Problem statement —
Copy everything from "We propose novel" down to "and Metrics (GEM)" in the research abstracts below, word for word.

We propose novel AI-empowered chat bots for learning as conversation where a user does not read a passage but gains information and knowledge through conversation with a teacher bot. Our information acquisition-oriented dialogue system employs a novel adaptation of reinforced self-play so that the system can be transferred to various domains without in-domain dialogue data, and can carry out conversations both informative and attentive to users.

Generating Coherent Narratives with Subtopic Planning to Answer How-to Questions
Pengshan Cai | Mo Yu | Fei Liu | Hong Yu
Proceedings of the 2nd Workshop on Natural Language Generation, Evaluation, and Metrics (GEM)

Answering how-to questions remains a major challenge in question answering research. A vast number of narrow, long-tail questions cannot be readily answered using a search engine. Moreover, there is little to no annotated data available to develop such systems. This paper makes a first attempt at generating coherent, long-form answers for how-to questions. We propose new architectures, consisting of passage retrieval, subtopic planning and narrative generation, to consolidate multiple relevant passages into a coherent, explanatory answer. Our subtopic planning module aims to produce a set of relevant, diverse subtopics that serve as the backbone for answer generation to improve topic coherence. We present extensive experiments on a WikiHow dataset repurposed for long-form question answering. Empirical results demonstrate that generating narratives to answer how-to questions is a challenging task. Nevertheless, our architecture incorporated with subtopic planning can produce high-quality, diverse narratives evaluated using automatic metrics and human assessment.

Data section —
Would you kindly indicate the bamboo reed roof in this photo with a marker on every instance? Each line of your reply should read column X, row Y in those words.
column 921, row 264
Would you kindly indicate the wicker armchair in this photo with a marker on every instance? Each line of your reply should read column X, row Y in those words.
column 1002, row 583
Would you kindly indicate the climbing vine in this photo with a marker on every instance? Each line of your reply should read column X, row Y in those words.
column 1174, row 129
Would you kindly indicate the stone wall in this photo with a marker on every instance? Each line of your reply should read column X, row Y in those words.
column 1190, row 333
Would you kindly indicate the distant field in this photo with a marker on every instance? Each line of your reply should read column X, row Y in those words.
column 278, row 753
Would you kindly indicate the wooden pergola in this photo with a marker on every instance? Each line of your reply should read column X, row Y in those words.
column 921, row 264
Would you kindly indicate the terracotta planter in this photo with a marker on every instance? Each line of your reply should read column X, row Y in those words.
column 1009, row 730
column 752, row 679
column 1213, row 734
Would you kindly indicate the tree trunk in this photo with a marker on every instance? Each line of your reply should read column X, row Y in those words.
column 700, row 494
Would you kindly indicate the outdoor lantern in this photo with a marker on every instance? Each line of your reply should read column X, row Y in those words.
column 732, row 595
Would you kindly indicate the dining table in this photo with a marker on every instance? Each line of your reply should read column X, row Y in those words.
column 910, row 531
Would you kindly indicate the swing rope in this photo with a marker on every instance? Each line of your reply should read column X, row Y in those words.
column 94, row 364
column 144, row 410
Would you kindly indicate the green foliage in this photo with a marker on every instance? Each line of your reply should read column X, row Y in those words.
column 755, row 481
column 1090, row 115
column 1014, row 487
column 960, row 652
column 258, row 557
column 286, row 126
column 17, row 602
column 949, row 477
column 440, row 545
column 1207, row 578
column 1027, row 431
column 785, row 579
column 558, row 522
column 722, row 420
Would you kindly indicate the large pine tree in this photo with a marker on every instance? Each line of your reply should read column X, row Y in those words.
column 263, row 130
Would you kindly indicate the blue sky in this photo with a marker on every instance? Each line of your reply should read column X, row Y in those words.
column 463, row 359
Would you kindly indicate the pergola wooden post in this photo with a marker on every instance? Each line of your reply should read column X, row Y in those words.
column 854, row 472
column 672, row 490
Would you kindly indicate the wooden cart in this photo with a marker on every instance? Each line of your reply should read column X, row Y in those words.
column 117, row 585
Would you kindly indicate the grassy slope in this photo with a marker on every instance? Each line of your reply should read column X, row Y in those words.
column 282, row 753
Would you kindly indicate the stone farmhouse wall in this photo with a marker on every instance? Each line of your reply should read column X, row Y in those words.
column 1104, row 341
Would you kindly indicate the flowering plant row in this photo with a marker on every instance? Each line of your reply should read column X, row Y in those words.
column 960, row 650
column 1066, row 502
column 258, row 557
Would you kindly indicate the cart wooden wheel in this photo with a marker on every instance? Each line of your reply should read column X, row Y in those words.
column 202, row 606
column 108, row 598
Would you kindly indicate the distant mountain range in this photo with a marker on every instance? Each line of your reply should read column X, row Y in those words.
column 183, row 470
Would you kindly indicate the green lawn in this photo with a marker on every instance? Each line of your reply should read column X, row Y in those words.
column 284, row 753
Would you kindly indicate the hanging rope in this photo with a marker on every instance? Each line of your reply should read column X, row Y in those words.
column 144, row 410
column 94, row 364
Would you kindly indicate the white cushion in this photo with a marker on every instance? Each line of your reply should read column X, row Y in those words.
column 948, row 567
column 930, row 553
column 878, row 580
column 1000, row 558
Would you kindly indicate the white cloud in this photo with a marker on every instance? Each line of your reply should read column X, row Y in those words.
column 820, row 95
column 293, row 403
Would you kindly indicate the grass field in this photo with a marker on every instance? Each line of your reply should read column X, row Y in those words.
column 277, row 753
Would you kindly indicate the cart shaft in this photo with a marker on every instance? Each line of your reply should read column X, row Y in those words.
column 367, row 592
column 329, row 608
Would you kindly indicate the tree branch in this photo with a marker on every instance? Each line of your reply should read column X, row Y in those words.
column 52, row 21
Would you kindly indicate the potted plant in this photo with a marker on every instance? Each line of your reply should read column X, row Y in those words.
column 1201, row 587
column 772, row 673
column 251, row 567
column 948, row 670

Result —
We propose novel AI-empowered chat bots for learning as conversation where a user does not read a passage but gains information and knowledge through conversation with a teacher bot. Our information acquisition-oriented dialogue system employs a novel adaptation of reinforced self-play so that the system can be transferred to various domains without in-domain dialogue data, and can carry out conversations both informative and attentive to users.

Generating Coherent Narratives with Subtopic Planning to Answer How-to Questions
Pengshan Cai | Mo Yu | Fei Liu | Hong Yu
Proceedings of the 2nd Workshop on Natural Language Generation, Evaluation, and Metrics (GEM)